Information shown:

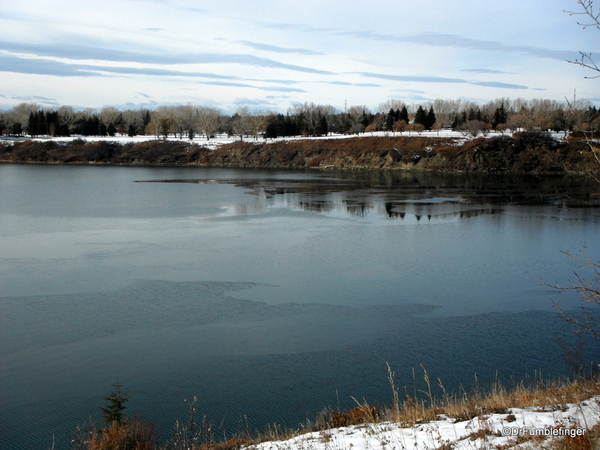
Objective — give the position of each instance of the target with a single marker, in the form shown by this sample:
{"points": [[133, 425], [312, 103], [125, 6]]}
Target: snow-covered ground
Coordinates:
{"points": [[518, 428], [224, 139]]}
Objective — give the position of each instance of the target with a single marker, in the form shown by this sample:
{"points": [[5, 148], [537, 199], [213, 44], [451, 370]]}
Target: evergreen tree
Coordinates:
{"points": [[321, 129], [113, 412], [421, 116], [403, 114], [430, 119], [500, 116]]}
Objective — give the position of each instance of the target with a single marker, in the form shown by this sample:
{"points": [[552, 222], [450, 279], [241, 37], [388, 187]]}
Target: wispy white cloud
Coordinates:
{"points": [[276, 49], [313, 51], [431, 79]]}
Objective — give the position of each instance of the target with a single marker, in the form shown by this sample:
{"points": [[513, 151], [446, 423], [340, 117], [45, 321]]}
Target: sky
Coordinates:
{"points": [[270, 55]]}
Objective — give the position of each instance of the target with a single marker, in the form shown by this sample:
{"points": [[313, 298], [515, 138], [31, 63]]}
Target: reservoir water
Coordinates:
{"points": [[271, 294]]}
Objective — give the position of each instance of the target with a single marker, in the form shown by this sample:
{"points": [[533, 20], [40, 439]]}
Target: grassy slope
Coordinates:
{"points": [[525, 153]]}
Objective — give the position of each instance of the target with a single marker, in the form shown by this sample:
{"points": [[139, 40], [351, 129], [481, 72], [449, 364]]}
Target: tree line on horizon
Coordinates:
{"points": [[308, 119]]}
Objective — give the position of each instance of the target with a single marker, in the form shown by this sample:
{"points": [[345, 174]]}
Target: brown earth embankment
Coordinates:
{"points": [[523, 153]]}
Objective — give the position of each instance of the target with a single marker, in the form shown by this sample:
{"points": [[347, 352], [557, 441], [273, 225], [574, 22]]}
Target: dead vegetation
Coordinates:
{"points": [[523, 153]]}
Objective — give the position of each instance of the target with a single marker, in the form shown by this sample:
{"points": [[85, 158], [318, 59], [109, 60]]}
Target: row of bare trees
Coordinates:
{"points": [[309, 119]]}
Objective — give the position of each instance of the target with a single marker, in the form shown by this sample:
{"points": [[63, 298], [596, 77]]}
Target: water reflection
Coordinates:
{"points": [[408, 197]]}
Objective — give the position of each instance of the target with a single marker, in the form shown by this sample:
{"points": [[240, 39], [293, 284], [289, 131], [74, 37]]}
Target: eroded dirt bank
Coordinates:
{"points": [[524, 153]]}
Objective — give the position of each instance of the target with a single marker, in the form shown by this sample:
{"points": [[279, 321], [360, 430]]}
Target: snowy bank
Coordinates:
{"points": [[517, 428]]}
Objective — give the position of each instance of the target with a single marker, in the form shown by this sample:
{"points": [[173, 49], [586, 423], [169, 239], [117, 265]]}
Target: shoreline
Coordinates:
{"points": [[523, 153]]}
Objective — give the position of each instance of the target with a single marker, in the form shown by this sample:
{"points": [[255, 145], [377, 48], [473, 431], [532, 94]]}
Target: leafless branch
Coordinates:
{"points": [[588, 11], [589, 291]]}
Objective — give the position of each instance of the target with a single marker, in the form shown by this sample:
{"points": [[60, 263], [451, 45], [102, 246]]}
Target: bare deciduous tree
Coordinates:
{"points": [[591, 20], [589, 291]]}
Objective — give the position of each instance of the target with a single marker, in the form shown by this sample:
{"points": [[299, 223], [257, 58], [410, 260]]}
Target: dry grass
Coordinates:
{"points": [[498, 400]]}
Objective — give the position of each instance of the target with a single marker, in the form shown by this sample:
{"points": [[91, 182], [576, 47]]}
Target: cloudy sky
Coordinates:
{"points": [[271, 54]]}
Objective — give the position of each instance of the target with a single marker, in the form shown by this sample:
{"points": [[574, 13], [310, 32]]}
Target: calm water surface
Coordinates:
{"points": [[271, 294]]}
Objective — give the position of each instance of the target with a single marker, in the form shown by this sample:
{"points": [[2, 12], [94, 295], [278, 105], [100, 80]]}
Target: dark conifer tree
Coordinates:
{"points": [[403, 114], [421, 116], [430, 118], [114, 411]]}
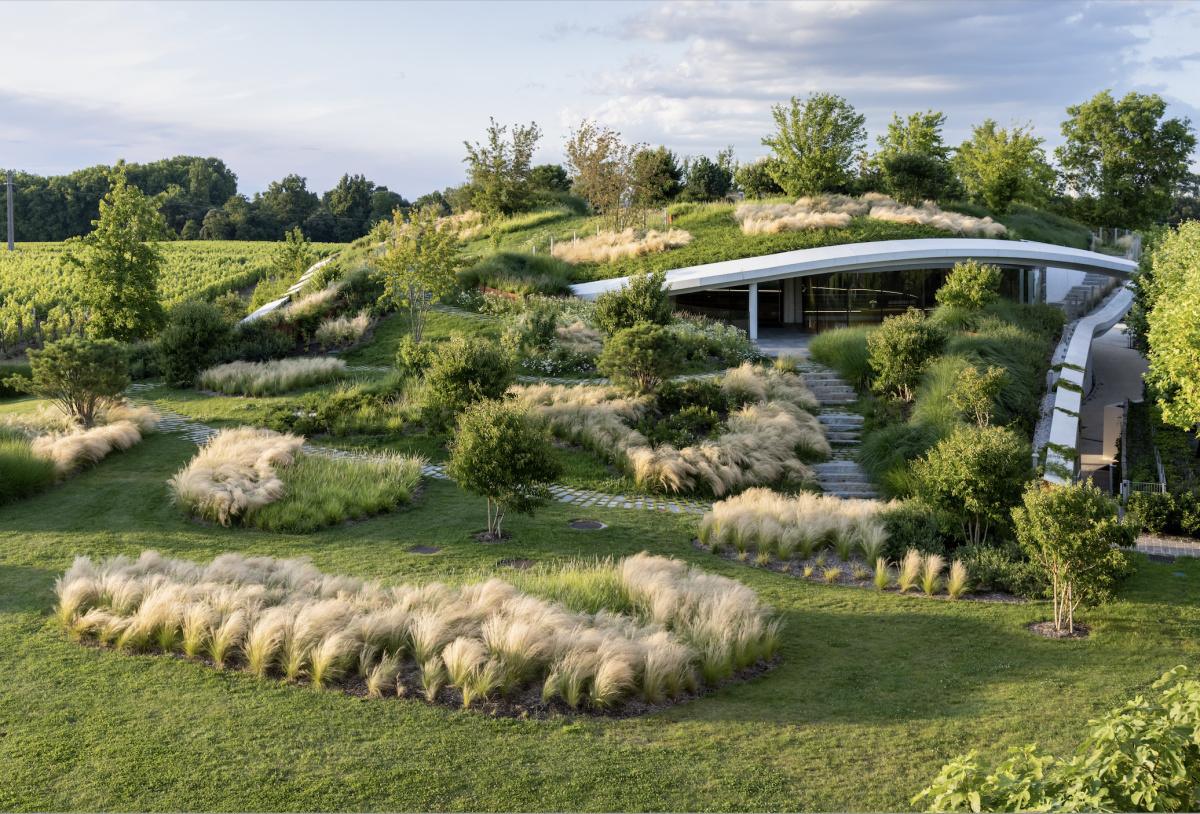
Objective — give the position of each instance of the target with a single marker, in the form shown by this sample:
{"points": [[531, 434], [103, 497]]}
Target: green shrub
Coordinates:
{"points": [[973, 477], [520, 274], [463, 370], [642, 299], [1141, 756], [900, 349], [22, 473], [640, 358], [845, 351], [970, 286], [501, 453], [78, 375], [197, 336], [1152, 512]]}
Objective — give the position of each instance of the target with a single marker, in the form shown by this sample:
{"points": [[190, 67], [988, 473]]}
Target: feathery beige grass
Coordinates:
{"points": [[791, 525], [234, 473], [762, 442], [265, 378], [609, 246], [675, 629]]}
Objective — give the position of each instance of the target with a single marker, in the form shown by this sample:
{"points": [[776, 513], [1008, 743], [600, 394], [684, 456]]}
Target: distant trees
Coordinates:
{"points": [[1000, 166], [1123, 160], [815, 144], [498, 168], [119, 264]]}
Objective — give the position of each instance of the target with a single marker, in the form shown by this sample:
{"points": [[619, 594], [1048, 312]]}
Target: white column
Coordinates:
{"points": [[754, 311]]}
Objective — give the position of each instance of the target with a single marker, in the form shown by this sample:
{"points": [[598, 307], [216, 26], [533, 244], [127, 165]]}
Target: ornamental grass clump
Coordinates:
{"points": [[672, 628], [609, 246], [267, 378]]}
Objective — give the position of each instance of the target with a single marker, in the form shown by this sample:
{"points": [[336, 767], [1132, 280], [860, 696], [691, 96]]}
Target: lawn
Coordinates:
{"points": [[871, 695]]}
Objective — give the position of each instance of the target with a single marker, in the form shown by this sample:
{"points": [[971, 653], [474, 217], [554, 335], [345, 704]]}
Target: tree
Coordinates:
{"points": [[289, 202], [973, 477], [77, 375], [640, 358], [601, 168], [976, 393], [498, 169], [919, 133], [550, 178], [461, 372], [900, 349], [293, 256], [815, 144], [349, 203], [707, 179], [657, 177], [1123, 160], [1000, 166], [197, 336], [643, 298], [119, 264], [501, 453], [756, 179], [418, 264], [970, 286], [1072, 532], [1174, 324]]}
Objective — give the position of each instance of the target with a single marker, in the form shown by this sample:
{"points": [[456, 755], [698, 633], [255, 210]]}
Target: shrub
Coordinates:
{"points": [[642, 299], [22, 473], [499, 453], [845, 349], [520, 274], [970, 286], [197, 336], [973, 477], [461, 372], [669, 627], [1139, 756], [79, 376], [1072, 532], [640, 358], [267, 378], [900, 349]]}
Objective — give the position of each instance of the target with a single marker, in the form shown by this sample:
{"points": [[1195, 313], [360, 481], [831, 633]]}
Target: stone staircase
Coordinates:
{"points": [[840, 476]]}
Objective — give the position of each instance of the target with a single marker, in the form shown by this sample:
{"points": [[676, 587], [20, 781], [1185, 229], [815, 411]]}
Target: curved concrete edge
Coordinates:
{"points": [[287, 295], [1068, 401], [875, 256]]}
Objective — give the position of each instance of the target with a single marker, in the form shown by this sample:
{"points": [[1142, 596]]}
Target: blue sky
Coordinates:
{"points": [[391, 90]]}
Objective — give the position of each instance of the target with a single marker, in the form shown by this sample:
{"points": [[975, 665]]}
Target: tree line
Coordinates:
{"points": [[1123, 163], [198, 198]]}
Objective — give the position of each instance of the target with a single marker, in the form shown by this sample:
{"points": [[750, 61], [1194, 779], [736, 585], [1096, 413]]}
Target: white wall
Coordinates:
{"points": [[1060, 281]]}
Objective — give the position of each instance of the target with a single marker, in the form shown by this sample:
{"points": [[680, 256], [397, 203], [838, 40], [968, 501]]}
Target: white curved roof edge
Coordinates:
{"points": [[875, 256], [1068, 402]]}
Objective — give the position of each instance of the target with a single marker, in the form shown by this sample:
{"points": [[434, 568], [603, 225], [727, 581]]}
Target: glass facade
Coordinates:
{"points": [[837, 300]]}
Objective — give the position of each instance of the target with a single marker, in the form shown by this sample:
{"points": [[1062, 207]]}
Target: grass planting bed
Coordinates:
{"points": [[871, 694]]}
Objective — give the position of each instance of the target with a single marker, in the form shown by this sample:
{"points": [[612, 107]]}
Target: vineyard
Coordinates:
{"points": [[37, 287]]}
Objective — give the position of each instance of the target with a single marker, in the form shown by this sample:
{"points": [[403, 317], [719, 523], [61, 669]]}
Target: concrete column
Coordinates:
{"points": [[753, 329]]}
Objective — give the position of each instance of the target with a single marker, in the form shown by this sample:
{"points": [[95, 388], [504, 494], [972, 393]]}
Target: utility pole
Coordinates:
{"points": [[9, 199]]}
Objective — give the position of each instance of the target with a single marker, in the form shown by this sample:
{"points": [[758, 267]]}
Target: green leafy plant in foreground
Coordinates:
{"points": [[1141, 756]]}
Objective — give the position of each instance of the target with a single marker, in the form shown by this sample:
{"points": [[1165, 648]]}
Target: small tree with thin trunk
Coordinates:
{"points": [[419, 264], [973, 477], [503, 454], [78, 375], [1072, 533]]}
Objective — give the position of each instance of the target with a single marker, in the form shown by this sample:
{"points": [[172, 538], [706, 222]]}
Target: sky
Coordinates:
{"points": [[391, 90]]}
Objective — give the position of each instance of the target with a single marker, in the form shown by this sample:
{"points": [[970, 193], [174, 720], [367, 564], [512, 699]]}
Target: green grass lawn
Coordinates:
{"points": [[873, 693]]}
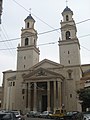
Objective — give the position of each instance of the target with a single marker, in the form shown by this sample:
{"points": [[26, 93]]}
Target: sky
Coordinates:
{"points": [[47, 14]]}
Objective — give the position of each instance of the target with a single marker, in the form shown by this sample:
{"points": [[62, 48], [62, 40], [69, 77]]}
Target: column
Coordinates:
{"points": [[59, 95], [48, 96], [29, 97], [35, 97], [54, 96]]}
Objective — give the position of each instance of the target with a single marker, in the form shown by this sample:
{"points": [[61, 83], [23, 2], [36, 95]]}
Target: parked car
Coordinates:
{"points": [[17, 114], [45, 114], [8, 116], [86, 116], [73, 115], [31, 114]]}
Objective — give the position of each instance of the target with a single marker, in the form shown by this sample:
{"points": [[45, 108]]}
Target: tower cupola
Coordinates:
{"points": [[67, 14], [29, 22]]}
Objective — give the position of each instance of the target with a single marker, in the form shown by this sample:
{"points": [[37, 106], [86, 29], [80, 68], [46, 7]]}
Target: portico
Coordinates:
{"points": [[44, 92]]}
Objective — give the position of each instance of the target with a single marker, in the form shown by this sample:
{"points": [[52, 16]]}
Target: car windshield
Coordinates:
{"points": [[8, 116]]}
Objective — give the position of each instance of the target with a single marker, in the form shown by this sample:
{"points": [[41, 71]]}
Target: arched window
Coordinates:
{"points": [[67, 18], [26, 41], [28, 25], [67, 35]]}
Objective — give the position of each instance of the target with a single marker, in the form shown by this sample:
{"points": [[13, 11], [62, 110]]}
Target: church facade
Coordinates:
{"points": [[45, 85]]}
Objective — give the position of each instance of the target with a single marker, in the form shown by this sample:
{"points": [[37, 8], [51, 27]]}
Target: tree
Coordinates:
{"points": [[84, 96]]}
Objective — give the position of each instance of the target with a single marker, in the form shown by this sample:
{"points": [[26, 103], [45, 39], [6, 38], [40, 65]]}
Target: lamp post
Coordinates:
{"points": [[9, 90]]}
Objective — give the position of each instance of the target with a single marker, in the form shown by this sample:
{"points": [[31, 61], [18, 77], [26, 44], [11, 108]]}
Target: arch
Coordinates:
{"points": [[28, 25], [67, 35], [26, 41], [67, 18]]}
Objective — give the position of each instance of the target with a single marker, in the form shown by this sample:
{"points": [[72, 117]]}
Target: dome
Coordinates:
{"points": [[29, 17], [67, 10]]}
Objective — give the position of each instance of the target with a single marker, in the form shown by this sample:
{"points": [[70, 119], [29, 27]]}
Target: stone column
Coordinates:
{"points": [[35, 97], [48, 96], [29, 97], [54, 96], [59, 94]]}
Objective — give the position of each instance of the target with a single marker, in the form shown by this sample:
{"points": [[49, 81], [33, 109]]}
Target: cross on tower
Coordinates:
{"points": [[66, 2], [30, 10]]}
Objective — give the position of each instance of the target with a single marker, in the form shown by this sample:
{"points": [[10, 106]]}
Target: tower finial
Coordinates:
{"points": [[66, 3], [30, 10]]}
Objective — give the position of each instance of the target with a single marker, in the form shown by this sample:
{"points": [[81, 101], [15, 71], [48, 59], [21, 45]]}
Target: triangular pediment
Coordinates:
{"points": [[42, 73], [47, 64], [68, 26]]}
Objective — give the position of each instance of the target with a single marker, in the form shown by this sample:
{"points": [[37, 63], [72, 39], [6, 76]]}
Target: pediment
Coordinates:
{"points": [[42, 73], [47, 64], [68, 26], [28, 32]]}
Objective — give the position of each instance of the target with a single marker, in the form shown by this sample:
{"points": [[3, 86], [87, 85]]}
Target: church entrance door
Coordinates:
{"points": [[44, 102]]}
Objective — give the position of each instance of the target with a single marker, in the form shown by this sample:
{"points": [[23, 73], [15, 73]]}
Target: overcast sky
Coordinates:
{"points": [[47, 14]]}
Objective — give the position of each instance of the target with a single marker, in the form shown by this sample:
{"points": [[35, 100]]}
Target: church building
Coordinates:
{"points": [[45, 85]]}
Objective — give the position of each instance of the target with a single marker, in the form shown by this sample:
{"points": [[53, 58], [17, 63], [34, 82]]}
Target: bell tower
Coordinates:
{"points": [[27, 52], [69, 47]]}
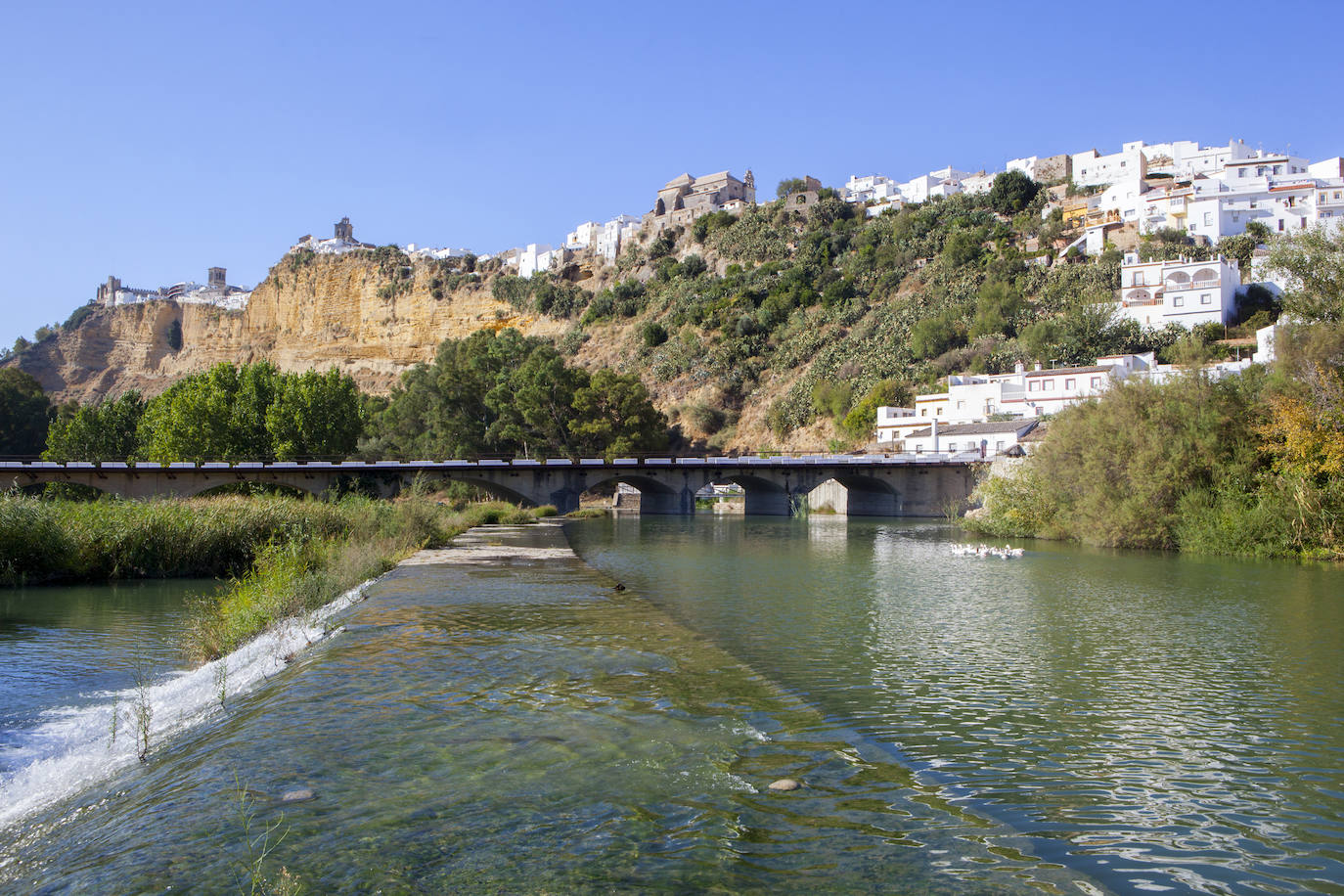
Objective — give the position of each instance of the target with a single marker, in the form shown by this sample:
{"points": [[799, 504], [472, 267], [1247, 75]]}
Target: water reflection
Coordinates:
{"points": [[1148, 719]]}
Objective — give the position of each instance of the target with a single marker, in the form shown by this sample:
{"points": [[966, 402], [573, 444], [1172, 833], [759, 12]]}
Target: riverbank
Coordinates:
{"points": [[284, 557], [291, 578]]}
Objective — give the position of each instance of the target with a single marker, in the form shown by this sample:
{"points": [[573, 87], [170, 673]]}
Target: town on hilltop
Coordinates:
{"points": [[1199, 193]]}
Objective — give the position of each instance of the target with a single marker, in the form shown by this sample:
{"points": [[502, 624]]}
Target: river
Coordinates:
{"points": [[1070, 722]]}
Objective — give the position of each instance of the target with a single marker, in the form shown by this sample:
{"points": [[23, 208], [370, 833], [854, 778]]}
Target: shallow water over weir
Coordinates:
{"points": [[499, 718]]}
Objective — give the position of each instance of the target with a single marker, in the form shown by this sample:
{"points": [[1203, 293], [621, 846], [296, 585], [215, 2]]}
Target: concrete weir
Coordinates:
{"points": [[858, 485]]}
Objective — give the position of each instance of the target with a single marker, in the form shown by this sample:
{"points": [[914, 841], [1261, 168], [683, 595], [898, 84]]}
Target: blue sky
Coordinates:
{"points": [[152, 141]]}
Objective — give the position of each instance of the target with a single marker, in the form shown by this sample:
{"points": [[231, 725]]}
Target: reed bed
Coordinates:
{"points": [[283, 557]]}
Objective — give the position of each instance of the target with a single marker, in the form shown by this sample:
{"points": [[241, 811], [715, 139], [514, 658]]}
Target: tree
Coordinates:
{"points": [[933, 336], [24, 413], [103, 431], [1012, 191], [614, 416], [315, 414], [862, 421], [998, 309], [534, 405], [252, 413], [963, 247], [1314, 262]]}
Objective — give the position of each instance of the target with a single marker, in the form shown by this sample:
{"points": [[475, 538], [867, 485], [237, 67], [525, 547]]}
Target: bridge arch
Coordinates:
{"points": [[870, 496], [762, 496], [654, 496], [488, 485]]}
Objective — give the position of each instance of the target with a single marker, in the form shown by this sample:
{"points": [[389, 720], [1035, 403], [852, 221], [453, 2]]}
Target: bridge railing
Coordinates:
{"points": [[783, 458]]}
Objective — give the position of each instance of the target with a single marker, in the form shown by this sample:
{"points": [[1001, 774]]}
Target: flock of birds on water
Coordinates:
{"points": [[987, 551]]}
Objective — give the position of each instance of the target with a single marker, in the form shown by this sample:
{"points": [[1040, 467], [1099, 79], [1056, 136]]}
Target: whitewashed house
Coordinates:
{"points": [[617, 233], [984, 439], [1178, 291], [895, 424], [1093, 169], [536, 256], [584, 236]]}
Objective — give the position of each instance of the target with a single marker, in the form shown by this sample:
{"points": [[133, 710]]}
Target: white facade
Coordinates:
{"points": [[535, 256], [973, 396], [1178, 291], [1093, 169], [895, 424], [584, 236], [985, 439], [614, 234]]}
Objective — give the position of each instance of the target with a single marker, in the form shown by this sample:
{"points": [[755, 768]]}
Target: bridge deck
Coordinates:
{"points": [[495, 464]]}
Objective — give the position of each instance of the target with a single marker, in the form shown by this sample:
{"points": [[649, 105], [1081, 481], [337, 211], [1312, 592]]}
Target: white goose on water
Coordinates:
{"points": [[987, 551]]}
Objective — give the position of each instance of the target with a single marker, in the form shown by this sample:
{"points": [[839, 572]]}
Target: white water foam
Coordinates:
{"points": [[72, 747]]}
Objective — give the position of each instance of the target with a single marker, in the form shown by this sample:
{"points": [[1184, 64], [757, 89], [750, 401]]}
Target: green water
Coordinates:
{"points": [[1069, 722]]}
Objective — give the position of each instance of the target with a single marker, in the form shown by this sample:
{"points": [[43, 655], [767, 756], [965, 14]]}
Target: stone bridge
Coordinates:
{"points": [[874, 485]]}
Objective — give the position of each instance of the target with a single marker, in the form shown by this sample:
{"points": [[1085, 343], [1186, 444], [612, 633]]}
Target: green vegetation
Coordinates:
{"points": [[302, 574], [250, 413], [24, 413], [287, 555], [1250, 465], [98, 540], [1314, 259], [101, 431], [509, 394], [908, 295]]}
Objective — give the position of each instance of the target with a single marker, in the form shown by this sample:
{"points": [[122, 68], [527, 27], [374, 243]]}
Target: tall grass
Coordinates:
{"points": [[285, 555], [101, 540], [295, 576]]}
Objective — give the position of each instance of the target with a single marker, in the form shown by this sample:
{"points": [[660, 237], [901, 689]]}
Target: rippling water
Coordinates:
{"points": [[1153, 722], [1071, 722]]}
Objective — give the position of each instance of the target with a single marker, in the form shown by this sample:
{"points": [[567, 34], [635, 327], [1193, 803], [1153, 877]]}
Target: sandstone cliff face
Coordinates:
{"points": [[324, 313]]}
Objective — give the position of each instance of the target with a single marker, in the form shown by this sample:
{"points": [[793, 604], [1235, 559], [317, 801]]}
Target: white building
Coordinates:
{"points": [[976, 396], [985, 439], [615, 234], [1093, 169], [538, 256], [866, 188], [584, 236], [435, 254], [1178, 291]]}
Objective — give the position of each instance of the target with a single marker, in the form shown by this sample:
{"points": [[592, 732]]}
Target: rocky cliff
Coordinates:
{"points": [[330, 310]]}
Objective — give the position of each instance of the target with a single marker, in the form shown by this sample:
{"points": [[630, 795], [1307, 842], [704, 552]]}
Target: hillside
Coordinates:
{"points": [[759, 331], [315, 312]]}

Short task: Count the lines in the records above that contain the word "weir", and reply with only the number.

Response to this task: 2